• **TEXT SEGMENT**:

— start —

Additionally, governments are placing pressure on mining companies to take a greater role in supporting the broader community through social and logistical infrastructure, community developments, local hiring and procurement and training practices.
In other hand, the local communities are not just looking for minimal disruption but also to share the economic and social benefit from local mine operations; and for such purposes the local communities sometimes use any sort of tools to push, including judicial claims.
Increased costs and capital access
Although there is a massive pipeline of projects for the coming years, at the same time there has been high increase of costs and heightened macroeconomic uncertainty.
The costs increase in the mining sector is expected to intensify over the next few years owing to a number of reasons, including labour, energy, currencies, supplier constraints and taxes. In the prevailing environment of global economic uncertainty, volatility of markets, softening commodity prices, higher input costs and strengthening local currencies in many mining jurisdictions, the pressure on company margins is increasing.
Companies are revisiting their capital expenditure plans as spiralling capital costs threaten the viability of new projects. Furthermore, high crude oil prices, wage inflation and increasing complexity are driving operating costs.
In response, mining companies are reviewing their portfolios to identify underperforming assets, with plans to shut down or divest high cost and non-core assets. So, industry consolidation, automation technology, owner-operated mines and investment in energy assets are some of the steps that companies are taking to lessen the impact of rising costs.

— end —

• **DATA LINES**:

— start —

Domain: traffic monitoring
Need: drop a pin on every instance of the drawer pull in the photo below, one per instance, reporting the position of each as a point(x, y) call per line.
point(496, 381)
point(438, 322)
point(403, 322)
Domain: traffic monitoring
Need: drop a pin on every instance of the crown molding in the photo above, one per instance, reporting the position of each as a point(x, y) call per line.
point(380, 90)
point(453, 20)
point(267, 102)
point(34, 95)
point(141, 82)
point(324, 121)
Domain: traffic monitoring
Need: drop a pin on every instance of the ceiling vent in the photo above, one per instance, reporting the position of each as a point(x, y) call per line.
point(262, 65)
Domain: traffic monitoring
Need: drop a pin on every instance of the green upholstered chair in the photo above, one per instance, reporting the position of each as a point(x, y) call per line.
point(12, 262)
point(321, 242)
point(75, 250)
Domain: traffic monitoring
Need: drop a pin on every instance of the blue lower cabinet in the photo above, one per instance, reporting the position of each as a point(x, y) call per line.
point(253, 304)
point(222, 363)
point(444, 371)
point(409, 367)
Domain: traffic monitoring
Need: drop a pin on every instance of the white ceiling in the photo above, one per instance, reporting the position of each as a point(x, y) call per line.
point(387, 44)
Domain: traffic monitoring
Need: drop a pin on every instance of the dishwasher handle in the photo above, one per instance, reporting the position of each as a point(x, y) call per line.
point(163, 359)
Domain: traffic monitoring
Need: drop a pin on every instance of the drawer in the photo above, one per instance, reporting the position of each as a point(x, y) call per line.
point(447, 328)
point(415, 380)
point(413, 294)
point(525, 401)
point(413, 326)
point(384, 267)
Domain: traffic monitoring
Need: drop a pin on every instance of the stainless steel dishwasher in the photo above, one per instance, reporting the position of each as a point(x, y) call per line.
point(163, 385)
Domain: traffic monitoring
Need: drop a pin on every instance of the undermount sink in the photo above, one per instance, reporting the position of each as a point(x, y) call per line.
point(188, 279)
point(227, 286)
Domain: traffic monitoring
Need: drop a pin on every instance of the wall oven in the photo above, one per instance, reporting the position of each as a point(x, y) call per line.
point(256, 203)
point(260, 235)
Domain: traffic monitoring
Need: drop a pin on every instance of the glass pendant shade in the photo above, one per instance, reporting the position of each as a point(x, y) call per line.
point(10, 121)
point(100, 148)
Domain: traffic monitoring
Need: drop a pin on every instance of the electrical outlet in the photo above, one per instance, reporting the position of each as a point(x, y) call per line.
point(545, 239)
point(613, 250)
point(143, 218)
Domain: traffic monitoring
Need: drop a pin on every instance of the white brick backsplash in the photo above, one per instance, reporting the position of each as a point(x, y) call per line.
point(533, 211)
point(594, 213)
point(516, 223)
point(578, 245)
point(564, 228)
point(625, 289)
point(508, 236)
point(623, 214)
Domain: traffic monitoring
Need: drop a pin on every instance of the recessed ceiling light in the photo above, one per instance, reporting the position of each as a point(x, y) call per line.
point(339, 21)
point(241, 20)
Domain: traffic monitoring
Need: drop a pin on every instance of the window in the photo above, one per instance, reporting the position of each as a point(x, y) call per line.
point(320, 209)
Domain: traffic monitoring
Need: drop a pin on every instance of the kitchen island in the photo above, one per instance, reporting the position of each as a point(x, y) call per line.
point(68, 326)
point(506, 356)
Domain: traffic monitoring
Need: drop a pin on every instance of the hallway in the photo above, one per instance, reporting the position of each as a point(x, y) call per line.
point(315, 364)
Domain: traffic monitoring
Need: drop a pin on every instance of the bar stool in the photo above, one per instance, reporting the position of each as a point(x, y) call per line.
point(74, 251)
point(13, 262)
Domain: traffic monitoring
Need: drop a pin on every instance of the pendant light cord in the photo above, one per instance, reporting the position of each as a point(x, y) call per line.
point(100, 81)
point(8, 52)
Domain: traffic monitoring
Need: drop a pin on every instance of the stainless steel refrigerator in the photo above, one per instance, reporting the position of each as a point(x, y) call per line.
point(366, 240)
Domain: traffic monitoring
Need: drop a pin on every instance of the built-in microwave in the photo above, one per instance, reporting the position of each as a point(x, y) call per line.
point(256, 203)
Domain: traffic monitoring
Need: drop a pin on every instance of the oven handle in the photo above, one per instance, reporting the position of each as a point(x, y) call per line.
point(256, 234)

— end —

• **WHAT IS ASKED**:
[1] In the passage on mining costs, what do companies plan to do with high cost and non-core assets?
[2] Repeat word for word the part of the passage on mining costs that opens with the words containing "The costs increase" and closes with "margins is increasing.".

• **ANSWERS PROVIDED**:
[1] They plan to shut them down or divest them.

[2]
The costs increase in the mining sector is expected to intensify over the next few years owing to a number of reasons, including labour, energy, currencies, supplier constraints and taxes. In the prevailing environment of global economic uncertainty, volatility of markets, softening commodity prices, higher input costs and strengthening local currencies in many mining jurisdictions, the pressure on company margins is increasing.